§ WRITTEN INSTRUCTION: Echo everything in the records, word for word, from the line containing "Task: the component shall indicate the riverbank" down to the line containing "Target: partly submerged house", including both of those lines.

§ SUPPLIED MATERIAL:
——
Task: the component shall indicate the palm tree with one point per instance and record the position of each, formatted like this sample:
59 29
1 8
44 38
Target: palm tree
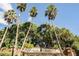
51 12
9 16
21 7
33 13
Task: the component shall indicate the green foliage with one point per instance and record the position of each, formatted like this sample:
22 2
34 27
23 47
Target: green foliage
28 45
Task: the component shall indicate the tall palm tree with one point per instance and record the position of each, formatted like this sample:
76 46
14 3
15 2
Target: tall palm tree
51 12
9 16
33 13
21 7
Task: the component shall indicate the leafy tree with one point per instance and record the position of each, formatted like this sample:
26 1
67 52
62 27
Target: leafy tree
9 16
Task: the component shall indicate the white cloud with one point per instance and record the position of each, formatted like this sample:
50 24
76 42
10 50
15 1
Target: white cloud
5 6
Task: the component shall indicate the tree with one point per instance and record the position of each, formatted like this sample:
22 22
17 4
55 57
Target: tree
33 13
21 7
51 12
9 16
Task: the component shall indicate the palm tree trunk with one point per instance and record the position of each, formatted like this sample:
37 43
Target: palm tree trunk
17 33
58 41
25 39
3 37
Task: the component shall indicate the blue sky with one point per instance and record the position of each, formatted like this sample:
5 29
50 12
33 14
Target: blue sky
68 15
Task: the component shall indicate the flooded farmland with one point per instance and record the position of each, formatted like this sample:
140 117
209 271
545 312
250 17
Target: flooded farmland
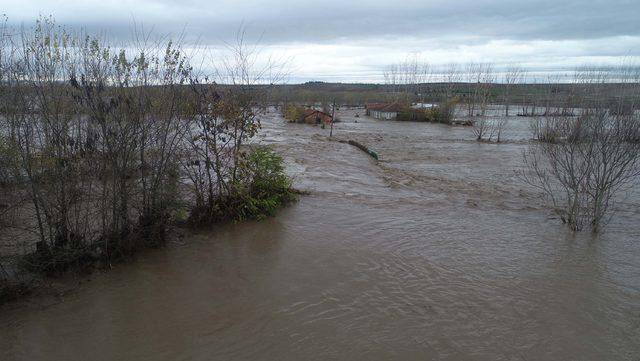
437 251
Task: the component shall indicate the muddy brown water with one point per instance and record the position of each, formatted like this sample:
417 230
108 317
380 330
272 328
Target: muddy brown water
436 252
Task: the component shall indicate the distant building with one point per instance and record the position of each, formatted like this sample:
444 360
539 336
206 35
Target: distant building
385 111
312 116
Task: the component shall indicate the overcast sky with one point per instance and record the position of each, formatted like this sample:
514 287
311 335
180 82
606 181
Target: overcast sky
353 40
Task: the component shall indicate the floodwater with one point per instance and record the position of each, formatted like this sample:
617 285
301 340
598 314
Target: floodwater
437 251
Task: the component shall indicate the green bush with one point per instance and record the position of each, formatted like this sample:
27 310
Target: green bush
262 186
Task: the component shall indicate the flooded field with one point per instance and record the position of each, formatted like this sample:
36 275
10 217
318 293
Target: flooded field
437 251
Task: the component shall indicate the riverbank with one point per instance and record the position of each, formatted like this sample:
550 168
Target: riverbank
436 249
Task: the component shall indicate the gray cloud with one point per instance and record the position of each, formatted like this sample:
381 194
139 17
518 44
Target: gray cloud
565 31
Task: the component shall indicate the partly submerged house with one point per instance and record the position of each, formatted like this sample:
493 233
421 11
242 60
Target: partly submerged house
——
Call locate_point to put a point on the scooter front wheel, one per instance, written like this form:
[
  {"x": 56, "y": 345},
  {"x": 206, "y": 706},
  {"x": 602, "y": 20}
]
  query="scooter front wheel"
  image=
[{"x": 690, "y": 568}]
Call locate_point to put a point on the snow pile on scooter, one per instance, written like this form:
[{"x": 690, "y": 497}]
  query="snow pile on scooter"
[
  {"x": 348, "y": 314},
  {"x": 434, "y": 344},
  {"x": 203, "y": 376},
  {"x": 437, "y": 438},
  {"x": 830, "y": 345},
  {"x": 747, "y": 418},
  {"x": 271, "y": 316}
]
——
§ COMPLETED TASK:
Task: the component shall indicate the riverbank with one point per instance and record the position of each, formatted like this sample:
550 168
Target: riverbank
436 249
Task: the component shall indicate the gray cloud with one point per instance and record the position of each, formatted like this sample:
381 194
139 17
518 44
Target: gray cloud
565 31
Task: the component shall indicate the partly submerged house with one point per instance and record the position of each, formatted like this sample:
493 233
421 11
242 60
Target: partly submerged house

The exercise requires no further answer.